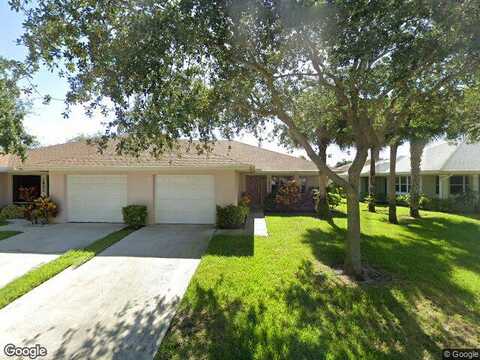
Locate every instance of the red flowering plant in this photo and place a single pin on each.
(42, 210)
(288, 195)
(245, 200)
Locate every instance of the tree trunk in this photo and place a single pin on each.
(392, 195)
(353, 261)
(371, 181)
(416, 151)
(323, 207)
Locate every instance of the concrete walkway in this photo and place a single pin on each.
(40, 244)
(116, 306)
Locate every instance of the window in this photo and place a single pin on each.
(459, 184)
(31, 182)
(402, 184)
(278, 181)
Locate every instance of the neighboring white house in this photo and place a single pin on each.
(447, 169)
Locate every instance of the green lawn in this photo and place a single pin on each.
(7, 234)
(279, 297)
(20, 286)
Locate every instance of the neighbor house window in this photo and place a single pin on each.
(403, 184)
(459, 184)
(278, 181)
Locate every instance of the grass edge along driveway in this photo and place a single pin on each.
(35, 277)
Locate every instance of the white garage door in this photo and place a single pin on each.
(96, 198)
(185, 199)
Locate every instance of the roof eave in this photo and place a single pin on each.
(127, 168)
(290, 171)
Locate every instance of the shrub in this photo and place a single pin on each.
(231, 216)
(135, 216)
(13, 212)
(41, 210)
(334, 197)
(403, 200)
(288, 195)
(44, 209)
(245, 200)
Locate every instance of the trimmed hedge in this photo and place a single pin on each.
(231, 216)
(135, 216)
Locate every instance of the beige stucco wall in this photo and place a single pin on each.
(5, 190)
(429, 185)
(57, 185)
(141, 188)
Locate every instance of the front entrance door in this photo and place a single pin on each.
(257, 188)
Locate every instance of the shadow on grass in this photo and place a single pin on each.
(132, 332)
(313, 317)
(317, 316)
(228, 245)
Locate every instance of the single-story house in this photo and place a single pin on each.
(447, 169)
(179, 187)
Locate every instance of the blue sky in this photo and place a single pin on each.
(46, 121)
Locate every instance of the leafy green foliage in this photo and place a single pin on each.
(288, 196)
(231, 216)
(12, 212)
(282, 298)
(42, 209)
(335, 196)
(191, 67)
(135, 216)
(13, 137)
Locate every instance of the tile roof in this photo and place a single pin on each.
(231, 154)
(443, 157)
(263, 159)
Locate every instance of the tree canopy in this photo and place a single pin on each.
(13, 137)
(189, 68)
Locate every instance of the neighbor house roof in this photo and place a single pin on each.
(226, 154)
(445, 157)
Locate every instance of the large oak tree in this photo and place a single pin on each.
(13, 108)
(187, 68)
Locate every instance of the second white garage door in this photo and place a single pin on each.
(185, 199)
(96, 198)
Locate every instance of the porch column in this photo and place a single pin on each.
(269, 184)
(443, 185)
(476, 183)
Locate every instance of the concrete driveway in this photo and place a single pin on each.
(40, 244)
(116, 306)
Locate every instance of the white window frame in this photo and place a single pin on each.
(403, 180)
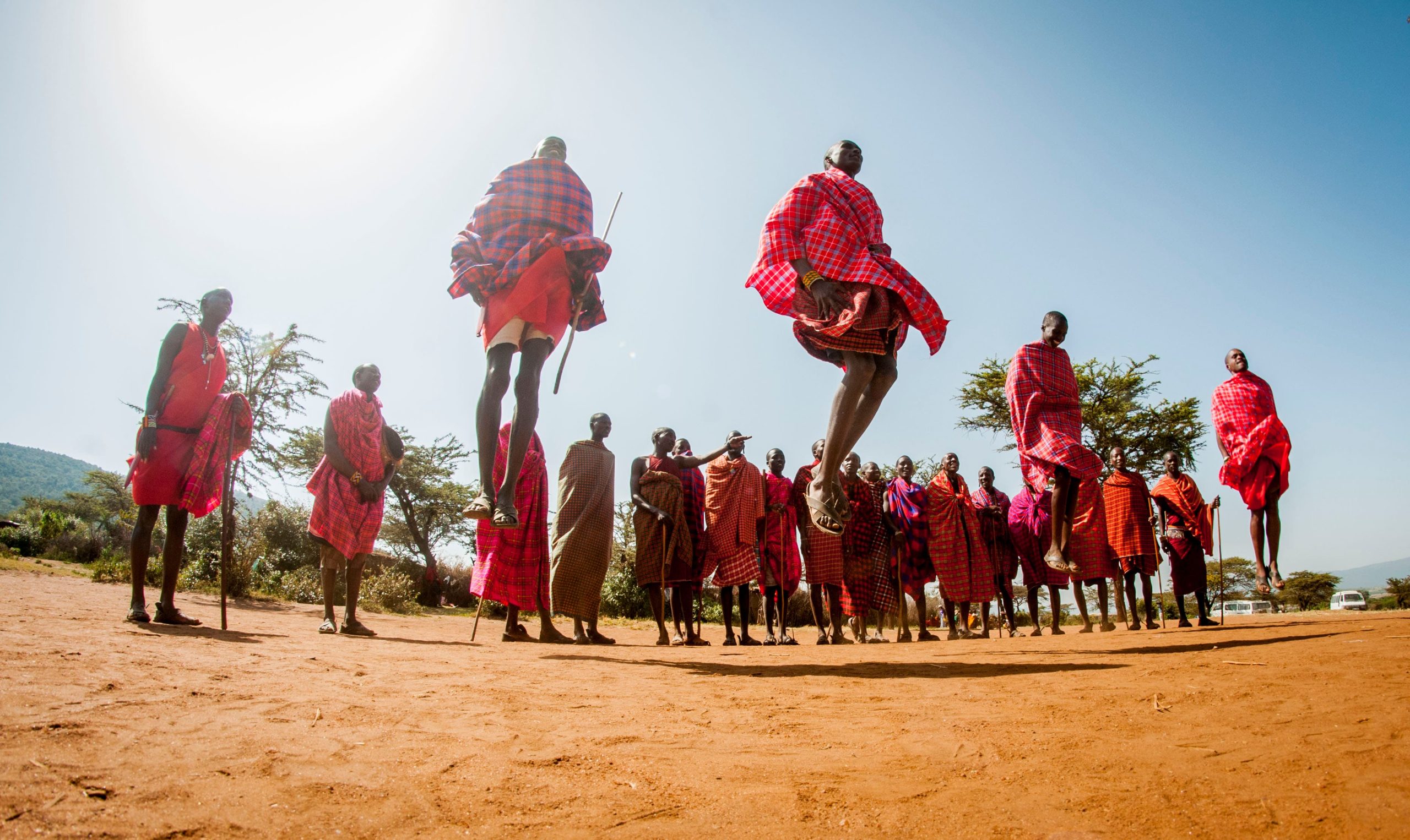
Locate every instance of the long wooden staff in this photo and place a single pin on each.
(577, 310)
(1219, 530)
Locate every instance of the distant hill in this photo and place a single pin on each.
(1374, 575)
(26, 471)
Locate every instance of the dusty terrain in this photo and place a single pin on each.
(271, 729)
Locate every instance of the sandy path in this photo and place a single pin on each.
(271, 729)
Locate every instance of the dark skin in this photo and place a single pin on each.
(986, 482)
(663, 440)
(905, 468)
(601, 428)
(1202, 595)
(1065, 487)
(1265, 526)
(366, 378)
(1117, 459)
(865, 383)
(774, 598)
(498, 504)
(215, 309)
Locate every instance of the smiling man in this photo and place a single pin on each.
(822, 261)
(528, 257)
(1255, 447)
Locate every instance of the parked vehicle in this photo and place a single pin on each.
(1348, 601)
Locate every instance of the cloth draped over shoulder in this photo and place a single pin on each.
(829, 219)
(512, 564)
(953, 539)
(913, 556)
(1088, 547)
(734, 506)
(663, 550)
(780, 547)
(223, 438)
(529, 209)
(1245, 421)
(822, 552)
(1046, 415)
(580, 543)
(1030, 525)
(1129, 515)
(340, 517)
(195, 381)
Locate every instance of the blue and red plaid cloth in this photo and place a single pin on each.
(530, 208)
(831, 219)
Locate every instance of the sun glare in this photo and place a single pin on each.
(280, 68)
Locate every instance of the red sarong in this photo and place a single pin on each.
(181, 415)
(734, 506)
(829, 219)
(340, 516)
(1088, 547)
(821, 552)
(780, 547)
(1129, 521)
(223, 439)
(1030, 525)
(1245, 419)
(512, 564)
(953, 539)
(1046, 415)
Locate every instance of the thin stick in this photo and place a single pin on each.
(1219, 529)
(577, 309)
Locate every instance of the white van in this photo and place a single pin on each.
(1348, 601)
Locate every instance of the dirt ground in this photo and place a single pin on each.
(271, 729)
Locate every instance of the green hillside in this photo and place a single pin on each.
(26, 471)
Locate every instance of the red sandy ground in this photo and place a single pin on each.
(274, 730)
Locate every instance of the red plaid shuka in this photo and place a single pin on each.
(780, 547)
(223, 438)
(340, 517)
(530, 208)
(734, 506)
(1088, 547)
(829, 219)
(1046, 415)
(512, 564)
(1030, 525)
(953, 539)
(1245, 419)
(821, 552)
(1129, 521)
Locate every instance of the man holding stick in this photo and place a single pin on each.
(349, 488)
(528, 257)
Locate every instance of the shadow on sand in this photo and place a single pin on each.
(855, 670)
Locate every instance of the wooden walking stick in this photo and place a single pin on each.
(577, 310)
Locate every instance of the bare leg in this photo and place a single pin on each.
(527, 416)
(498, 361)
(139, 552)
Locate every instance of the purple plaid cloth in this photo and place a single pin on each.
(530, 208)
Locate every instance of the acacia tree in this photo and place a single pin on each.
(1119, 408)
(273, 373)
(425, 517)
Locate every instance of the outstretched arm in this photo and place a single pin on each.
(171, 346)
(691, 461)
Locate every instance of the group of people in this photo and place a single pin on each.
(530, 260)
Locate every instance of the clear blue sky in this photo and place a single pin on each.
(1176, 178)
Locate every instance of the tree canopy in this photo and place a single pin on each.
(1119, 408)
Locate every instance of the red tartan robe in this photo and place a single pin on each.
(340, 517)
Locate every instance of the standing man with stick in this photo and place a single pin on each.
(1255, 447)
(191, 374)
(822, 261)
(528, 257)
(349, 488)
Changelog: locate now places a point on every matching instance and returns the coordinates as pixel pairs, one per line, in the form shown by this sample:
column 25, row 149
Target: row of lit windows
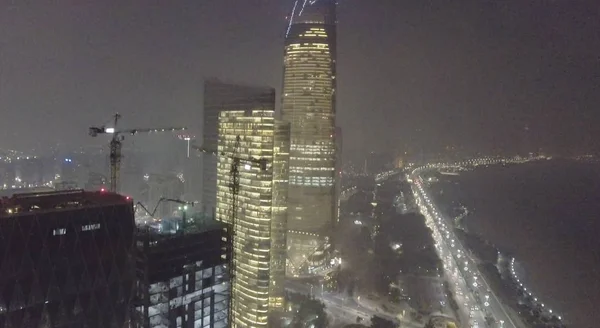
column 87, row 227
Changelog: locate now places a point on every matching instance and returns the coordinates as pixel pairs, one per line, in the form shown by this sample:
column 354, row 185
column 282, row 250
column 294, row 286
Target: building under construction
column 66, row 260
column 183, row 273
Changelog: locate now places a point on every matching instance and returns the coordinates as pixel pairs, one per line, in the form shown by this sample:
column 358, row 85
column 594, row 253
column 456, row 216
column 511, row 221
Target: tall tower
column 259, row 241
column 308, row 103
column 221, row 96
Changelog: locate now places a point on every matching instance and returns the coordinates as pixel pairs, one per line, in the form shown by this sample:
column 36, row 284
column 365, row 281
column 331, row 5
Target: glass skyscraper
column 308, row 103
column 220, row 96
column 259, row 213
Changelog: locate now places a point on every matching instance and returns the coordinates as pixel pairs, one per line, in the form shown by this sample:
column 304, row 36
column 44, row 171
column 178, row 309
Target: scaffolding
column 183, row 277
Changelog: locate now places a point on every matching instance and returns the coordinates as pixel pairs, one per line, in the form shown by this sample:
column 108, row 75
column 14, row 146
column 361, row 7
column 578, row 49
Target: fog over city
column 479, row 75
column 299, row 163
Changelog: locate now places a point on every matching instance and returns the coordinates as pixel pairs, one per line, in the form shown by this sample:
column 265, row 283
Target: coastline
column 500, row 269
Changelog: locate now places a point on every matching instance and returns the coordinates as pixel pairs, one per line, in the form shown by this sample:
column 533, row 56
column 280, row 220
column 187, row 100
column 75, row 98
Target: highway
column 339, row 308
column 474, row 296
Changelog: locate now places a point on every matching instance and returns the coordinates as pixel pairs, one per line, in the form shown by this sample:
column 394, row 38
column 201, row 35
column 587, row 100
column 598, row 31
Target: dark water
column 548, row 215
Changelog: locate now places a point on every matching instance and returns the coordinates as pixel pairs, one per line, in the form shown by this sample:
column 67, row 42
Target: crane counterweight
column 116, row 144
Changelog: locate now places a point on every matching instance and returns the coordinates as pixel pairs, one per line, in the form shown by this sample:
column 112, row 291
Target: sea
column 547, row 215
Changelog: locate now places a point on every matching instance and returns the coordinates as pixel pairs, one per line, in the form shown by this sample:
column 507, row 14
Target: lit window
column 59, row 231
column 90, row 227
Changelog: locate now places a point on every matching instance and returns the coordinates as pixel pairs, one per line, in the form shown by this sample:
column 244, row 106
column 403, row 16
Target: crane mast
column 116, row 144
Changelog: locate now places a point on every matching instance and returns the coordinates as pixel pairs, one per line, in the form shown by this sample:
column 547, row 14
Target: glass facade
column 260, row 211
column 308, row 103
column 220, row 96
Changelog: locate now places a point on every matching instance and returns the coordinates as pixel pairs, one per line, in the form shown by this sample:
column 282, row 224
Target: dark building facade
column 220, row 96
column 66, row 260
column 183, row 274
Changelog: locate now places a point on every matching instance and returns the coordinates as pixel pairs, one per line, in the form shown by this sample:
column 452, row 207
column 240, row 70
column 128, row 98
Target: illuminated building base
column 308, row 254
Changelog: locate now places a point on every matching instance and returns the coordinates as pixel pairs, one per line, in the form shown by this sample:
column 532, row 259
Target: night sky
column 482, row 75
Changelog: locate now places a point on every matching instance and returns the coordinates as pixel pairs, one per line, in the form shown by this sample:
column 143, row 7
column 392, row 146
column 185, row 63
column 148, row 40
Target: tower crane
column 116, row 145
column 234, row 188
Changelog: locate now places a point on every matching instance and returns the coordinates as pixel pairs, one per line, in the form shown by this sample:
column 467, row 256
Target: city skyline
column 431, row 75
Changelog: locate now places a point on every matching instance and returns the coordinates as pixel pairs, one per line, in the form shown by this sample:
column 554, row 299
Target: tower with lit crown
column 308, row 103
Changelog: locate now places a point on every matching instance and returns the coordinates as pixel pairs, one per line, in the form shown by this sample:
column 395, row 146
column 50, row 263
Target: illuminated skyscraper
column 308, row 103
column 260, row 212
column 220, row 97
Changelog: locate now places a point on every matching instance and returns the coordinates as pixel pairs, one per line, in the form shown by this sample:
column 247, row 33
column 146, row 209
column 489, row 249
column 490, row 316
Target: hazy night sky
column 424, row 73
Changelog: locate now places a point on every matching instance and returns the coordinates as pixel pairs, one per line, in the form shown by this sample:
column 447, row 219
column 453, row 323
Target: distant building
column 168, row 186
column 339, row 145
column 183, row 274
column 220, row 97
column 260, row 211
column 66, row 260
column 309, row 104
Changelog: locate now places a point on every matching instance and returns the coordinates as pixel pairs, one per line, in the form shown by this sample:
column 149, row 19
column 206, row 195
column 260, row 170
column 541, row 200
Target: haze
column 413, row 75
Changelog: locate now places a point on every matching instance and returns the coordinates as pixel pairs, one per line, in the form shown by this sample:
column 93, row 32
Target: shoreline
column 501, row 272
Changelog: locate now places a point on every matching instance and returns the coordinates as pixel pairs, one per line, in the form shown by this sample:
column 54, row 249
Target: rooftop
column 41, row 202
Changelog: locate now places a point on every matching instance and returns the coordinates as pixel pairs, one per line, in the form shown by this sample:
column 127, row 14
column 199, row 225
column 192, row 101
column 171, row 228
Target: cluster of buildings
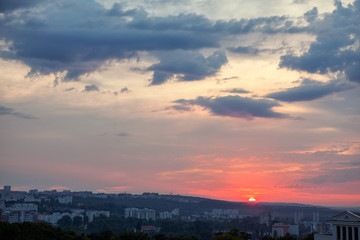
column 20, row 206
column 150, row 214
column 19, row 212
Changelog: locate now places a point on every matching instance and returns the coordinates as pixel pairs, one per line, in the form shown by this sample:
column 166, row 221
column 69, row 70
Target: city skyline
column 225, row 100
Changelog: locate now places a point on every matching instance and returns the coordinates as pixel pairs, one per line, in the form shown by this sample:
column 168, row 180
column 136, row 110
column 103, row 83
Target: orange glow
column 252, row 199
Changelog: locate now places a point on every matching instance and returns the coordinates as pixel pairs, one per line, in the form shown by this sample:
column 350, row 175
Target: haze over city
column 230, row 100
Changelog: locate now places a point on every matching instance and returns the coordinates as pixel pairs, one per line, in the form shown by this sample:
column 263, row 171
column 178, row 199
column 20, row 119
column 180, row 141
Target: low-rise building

++++

- **WRITTEN REQUEST**
How many lines in the items above contain the word "ground", counting only matches with the same capitalization? Give the number alone.

- **RESPONSE FOR THIS EXERCISE**
2